▶ **What you will do**:
Turn everything from the line containing "target = blue ball" down to the end of the records into a JSON list of strings, one string per line. Skip blank lines and leave the pictures out.

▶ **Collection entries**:
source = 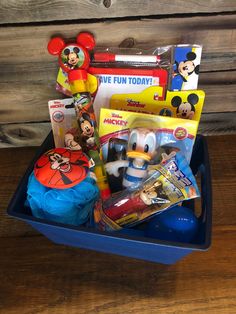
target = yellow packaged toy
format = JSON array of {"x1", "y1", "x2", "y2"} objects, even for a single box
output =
[
  {"x1": 110, "y1": 86, "x2": 205, "y2": 121},
  {"x1": 99, "y1": 108, "x2": 198, "y2": 162}
]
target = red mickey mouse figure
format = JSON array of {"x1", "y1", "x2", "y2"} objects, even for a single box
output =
[{"x1": 47, "y1": 32, "x2": 95, "y2": 72}]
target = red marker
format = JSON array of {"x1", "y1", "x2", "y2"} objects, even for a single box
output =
[{"x1": 93, "y1": 52, "x2": 161, "y2": 64}]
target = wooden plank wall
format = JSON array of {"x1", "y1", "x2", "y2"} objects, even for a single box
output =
[{"x1": 0, "y1": 0, "x2": 236, "y2": 147}]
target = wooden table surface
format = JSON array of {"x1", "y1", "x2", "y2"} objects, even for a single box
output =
[{"x1": 0, "y1": 135, "x2": 236, "y2": 314}]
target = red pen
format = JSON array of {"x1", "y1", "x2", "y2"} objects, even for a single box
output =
[{"x1": 93, "y1": 52, "x2": 161, "y2": 64}]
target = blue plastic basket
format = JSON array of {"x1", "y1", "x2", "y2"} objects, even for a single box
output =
[{"x1": 7, "y1": 133, "x2": 212, "y2": 264}]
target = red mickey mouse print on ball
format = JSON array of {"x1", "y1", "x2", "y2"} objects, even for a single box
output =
[
  {"x1": 34, "y1": 148, "x2": 89, "y2": 189},
  {"x1": 48, "y1": 32, "x2": 95, "y2": 72}
]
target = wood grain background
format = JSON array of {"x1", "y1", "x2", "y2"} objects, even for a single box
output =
[{"x1": 0, "y1": 0, "x2": 236, "y2": 147}]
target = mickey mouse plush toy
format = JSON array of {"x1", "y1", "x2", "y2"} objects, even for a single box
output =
[{"x1": 171, "y1": 94, "x2": 199, "y2": 120}]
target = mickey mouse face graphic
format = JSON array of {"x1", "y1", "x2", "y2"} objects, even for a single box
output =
[
  {"x1": 61, "y1": 45, "x2": 85, "y2": 70},
  {"x1": 34, "y1": 148, "x2": 89, "y2": 189},
  {"x1": 178, "y1": 60, "x2": 195, "y2": 76},
  {"x1": 49, "y1": 153, "x2": 71, "y2": 172},
  {"x1": 48, "y1": 32, "x2": 95, "y2": 72},
  {"x1": 175, "y1": 52, "x2": 199, "y2": 82},
  {"x1": 79, "y1": 113, "x2": 94, "y2": 137},
  {"x1": 171, "y1": 94, "x2": 199, "y2": 120}
]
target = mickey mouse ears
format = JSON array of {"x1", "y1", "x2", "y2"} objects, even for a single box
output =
[{"x1": 47, "y1": 32, "x2": 96, "y2": 56}]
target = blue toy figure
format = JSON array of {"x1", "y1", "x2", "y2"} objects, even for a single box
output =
[{"x1": 105, "y1": 128, "x2": 157, "y2": 188}]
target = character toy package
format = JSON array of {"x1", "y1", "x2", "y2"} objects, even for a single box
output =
[
  {"x1": 94, "y1": 152, "x2": 200, "y2": 231},
  {"x1": 110, "y1": 86, "x2": 205, "y2": 121},
  {"x1": 99, "y1": 108, "x2": 198, "y2": 162}
]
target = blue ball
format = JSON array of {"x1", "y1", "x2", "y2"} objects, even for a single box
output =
[
  {"x1": 26, "y1": 172, "x2": 99, "y2": 226},
  {"x1": 146, "y1": 206, "x2": 198, "y2": 243}
]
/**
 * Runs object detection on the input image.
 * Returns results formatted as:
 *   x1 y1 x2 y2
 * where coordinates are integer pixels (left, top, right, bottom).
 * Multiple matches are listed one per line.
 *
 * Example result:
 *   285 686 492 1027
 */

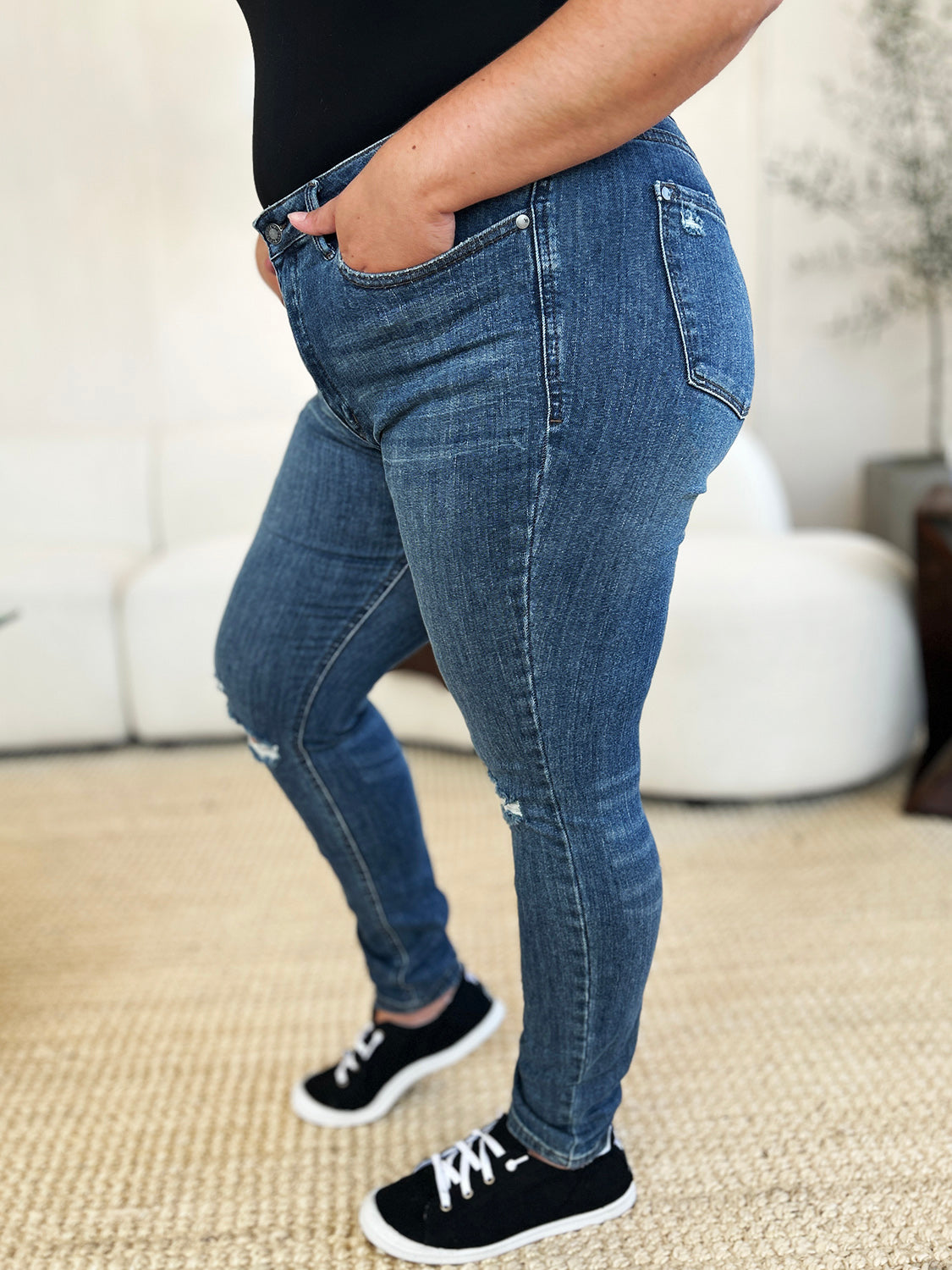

▶ **Exercise output**:
[
  "target = blue ball",
  "format = JSON array of {\"x1\", \"y1\", \"x2\", \"y2\"} objects, even for a single box",
  "output =",
  "[",
  "  {\"x1\": 26, \"y1\": 172, \"x2\": 99, \"y2\": 226},",
  "  {\"x1\": 146, \"y1\": 206, \"x2\": 198, \"y2\": 243}",
  "]",
  "/**",
  " * Runs object detection on the input image.",
  " * Returns results formatted as:",
  " *   x1 y1 x2 y2",
  " * where coordinates are integer pixels (left, top, right, bottom).",
  " * Multiple matches are listed one per line.",
  " *",
  " * Example result:",
  " *   285 686 492 1027",
  " */"
]